TAREAS DEL EJERCICIO
#1 Según el extracto sobre la pandemia y el personal de salud, ¿desde cuándo no sufría el planeta una calamidad de estas dimensiones?
#2 De acuerdo con el extracto sobre la pandemia y el personal de salud, ¿por qué fallaron la planeación y la previsión de las autoridades sanitarias?
#3 Reescribe el pasaje del extracto sobre la pandemia que empieza en "El último mes" y termina en "costos y universalidad.", y cambia "calamidad" por "catástrofe".

El último mes ha sido, sin duda alguna, el más extraño en la vida de los habitantes del mundo entero. Desde la Segunda Guerra Mundial el planeta Tierra no sufría una calamidad de estas dimensiones por su gravedad, costos y universalidad.
Somos hoy protagonistas de una crisis de la humanidad, con todo lo que ello significa en términos de incertidumbre sobre nuestro futuro. En un mundo hiperconectado, conocemos en tiempo real, con imágenes en vivo, la muerte de un niño en Maine (Estados Unidos) por el coronavirus, el triunfo de un anciano de 104 años sobre el virus en Italia o el contagio del primer ministro británico en Londres. Nada parecido había sucedido antes.
El prestigioso escritor israelí Yuval Noah Harari señaló hace pocos días la importancia de contar con una ciudadanía empoderada para evitar que una consecuencia no deseada del virus sea el surgimiento de regímenes autoritarios y el debilitamiento de las democracias liberales. Por eso, comprendiendo que en estos momentos es importante rodear a las autoridades nacionales y territoriales en sus decisiones, no se puede dejar de hacer observaciones con el fin de que cada día mejoren su desempeño en el manejo de la crisis. Y uno de los puntos débiles es el de la salud pública y el tratamiento a nuestro personal médico. No es calificándolos pomposamente de “héroes” o aplaudiéndolos en las noches como se reconoce eficazmente el sacrificio de su tarea.
Hay que recordar, entonces, que desde los primeros días de enero comenzamos a conocer aquí del coronavirus en la China y desde finales del año pasado dejó su cargo el exministro Juan Pablo Uribe. Pero, por razones políticas, su sucesor solo se posesionó a mediados de febrero, pocos días antes de que llegara el virus a Colombia. Con la interinidad en la cartera de Salud fallaron la planeación y la previsión de las autoridades sanitarias. La mayor prueba es que hasta el día de hoy no se cuenta con los reactivos necesarios para poder hacer suficientes tests y mucho menos se contemplaron oportunamente las inversiones para adecuar los hospitales públicos.
De otra parte, la situación de médicos, enfermeras y auxiliares es dramática. En muchos hospitales y clínicas del país aún les adeudan varios meses de sus precarios salarios; dentro de los decretos expedidos por la emergencia económica, el primero debió ser el reconocimiento de primas especiales por sus servicios; no cuentan nuestros “héroes” siquiera con los equipos biomédicos de protección adecuados y las ARL se niegan a reconocer el contagio del virus como parte de su riesgo laboral.
Por las noticias vemos al propio personal de salud elaborando sus elementos de protección, y son numerosos y dolorosos los casos de discriminación a trabajadores de la salud en conjuntos residenciales, transporte público y supermercados.
En fin, ya es hora de que como sociedad, más allá del Gobierno y sus decisiones, superemos los aplausos. Exijamos, como ciudadanos, que a esos miles de colombianos que todos los días se levantan dispuestos a sacrificar su vida por las nuestras les demos el trato que se merecen. Esta pandemia nos deja muchas lecciones: la principal de ellas es la necesidad de darle al Estado un papel más activo en la prevención de la enfermedad y la prestación de servicios asistenciales.
Definitivamente fue una equivocación someter el sistema de salud a las reglas del mercado. Quienes así lo diseñaron no han asumido todavía su responsabilidad histórica y política. Los aplausos son un valioso gesto ciudadano para reconocer el sacrificio de los trabajadores de la salud, pero no son suficientes. Se requiere pensar desde ya en un nuevo sistema de salud para la etapa poscoronavirus.

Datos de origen

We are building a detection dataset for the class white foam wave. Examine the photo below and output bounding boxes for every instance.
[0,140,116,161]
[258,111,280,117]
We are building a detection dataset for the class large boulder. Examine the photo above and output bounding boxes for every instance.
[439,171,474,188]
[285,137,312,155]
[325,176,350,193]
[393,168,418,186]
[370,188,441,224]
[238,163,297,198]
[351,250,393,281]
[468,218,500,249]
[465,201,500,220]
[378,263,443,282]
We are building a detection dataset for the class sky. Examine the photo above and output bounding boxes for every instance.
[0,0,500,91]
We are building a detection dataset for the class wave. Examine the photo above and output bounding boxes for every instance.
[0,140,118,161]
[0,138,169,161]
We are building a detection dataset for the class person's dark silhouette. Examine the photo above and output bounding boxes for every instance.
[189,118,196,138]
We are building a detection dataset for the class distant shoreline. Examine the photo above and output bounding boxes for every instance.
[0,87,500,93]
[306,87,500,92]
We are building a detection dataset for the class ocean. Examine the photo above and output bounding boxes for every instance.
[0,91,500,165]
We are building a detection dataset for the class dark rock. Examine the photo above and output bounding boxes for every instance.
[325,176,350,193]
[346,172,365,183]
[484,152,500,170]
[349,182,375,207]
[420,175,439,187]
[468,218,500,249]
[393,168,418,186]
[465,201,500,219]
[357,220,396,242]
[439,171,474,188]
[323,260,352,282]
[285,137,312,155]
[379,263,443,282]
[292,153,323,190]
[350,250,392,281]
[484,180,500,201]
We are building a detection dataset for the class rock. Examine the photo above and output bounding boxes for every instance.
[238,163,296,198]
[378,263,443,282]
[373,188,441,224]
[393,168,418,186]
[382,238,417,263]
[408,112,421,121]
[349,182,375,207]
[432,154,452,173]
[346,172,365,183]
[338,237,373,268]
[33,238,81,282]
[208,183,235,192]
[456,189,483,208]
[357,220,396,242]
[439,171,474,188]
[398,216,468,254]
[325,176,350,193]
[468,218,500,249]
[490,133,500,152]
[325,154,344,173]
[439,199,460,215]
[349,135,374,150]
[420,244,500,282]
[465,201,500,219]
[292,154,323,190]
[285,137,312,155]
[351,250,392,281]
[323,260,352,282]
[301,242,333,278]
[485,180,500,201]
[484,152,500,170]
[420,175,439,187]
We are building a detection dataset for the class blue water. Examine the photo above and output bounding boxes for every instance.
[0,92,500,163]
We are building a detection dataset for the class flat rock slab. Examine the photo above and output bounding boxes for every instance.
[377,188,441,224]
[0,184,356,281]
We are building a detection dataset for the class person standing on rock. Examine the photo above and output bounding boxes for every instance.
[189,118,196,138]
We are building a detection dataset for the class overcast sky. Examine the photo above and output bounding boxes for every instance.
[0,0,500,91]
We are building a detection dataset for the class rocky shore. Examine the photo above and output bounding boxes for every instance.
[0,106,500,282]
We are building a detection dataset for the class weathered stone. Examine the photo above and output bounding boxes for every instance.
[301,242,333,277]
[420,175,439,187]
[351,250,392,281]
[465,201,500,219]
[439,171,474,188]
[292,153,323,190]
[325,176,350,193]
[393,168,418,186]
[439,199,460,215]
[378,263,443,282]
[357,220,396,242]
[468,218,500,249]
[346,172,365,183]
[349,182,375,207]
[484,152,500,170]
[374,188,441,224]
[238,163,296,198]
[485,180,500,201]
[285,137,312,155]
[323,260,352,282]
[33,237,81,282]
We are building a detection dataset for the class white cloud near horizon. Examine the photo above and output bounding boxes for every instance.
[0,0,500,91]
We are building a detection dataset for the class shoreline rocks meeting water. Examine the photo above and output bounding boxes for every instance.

RESPUESTAS POR TAREA
#1 Desde la Segunda Guerra Mundial.

#2 Fallaron porque la cartera de Salud estuvo en interinidad. El exministro Juan Pablo Uribe dejó su cargo a finales del año anterior y, por razones políticas, su sucesor solo se posesionó a mediados de febrero, pocos días antes de que llegara el virus a Colombia.

#3
El último mes ha sido, sin duda alguna, el más extraño en la vida de los habitantes del mundo entero. Desde la Segunda Guerra Mundial el planeta Tierra no sufría una catástrofe de estas dimensiones por su gravedad, costos y universalidad.